== TASK 1 ==
From the STR9 forum post, return the part that opens with the words containing "2007-07-23 01:49 PM" and closes with "(replying to self)", copied exactly.
== TASK 2 ==
Answer these questions about the STR9 forum post:
(a) What maximum clock rate does the poster list among the assumed conditions?
(b) Which specific chip does the poster have?
(c) What instruction rate did the GPIO toggle loop come out to?

2007-07-23 01:49 PM
How to get fastest instruction speed on STR9
2011-05-17 12:45 AM
Hi,
I'm just getting started with STR9 programming and I've got a very fundamental question: Roughly how many instructions/second can the ARM966E in the STR9 run. Assuming the following conditions: * Max clock rate (96MHz) * Program resides in Flash with proper wait states * Data in SRAM * No I/O, flash data or peripheral access What settings would I have to use to achieve this? The reason I ask is that I've got an STR912FW44 here, and when I set it up in a short loop to toggle a GPIO bit (3 instruction loop in Flash), the instruction rate comes out to ~25MHz. I'm running from the PLL set to 96 MHz. Seems to be kind of slow. Any suggestions appreciated! Eric2011-05-17 12:45 AM
(replying to self)

(Saved data entries)
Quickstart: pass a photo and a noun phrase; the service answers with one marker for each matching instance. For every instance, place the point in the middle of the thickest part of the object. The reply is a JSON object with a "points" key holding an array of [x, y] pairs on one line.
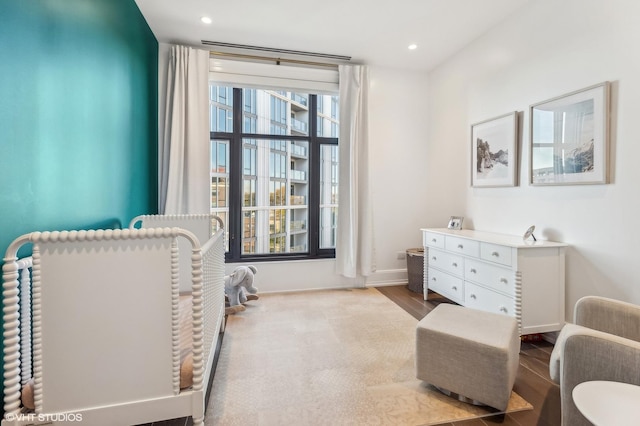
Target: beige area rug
{"points": [[340, 357]]}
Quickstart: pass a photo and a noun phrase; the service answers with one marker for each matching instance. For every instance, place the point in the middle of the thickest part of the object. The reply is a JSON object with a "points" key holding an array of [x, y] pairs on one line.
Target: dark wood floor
{"points": [[532, 383]]}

== FULL SOLUTION 1 ==
2007-07-23 01:49 PM
How to get fastest instruction speed on STR9
2011-05-17 12:45 AM
Hi,
I'm just getting started with STR9 programming and I've got a very fundamental question: Roughly how many instructions/second can the ARM966E in the STR9 run. Assuming the following conditions: * Max clock rate (96MHz) * Program resides in Flash with proper wait states * Data in SRAM * No I/O, flash data or peripheral access What settings would I have to use to achieve this? The reason I ask is that I've got an STR912FW44 here, and when I set it up in a short loop to toggle a GPIO bit (3 instruction loop in Flash), the instruction rate comes out to ~25MHz. I'm running from the PLL set to 96 MHz. Seems to be kind of slow. Any suggestions appreciated! Eric2011-05-17 12:45 AM
(replying to self)

== FULL SOLUTION 2 ==
(a) 96MHz
(b) An STR912FW44
(c) About 25MHz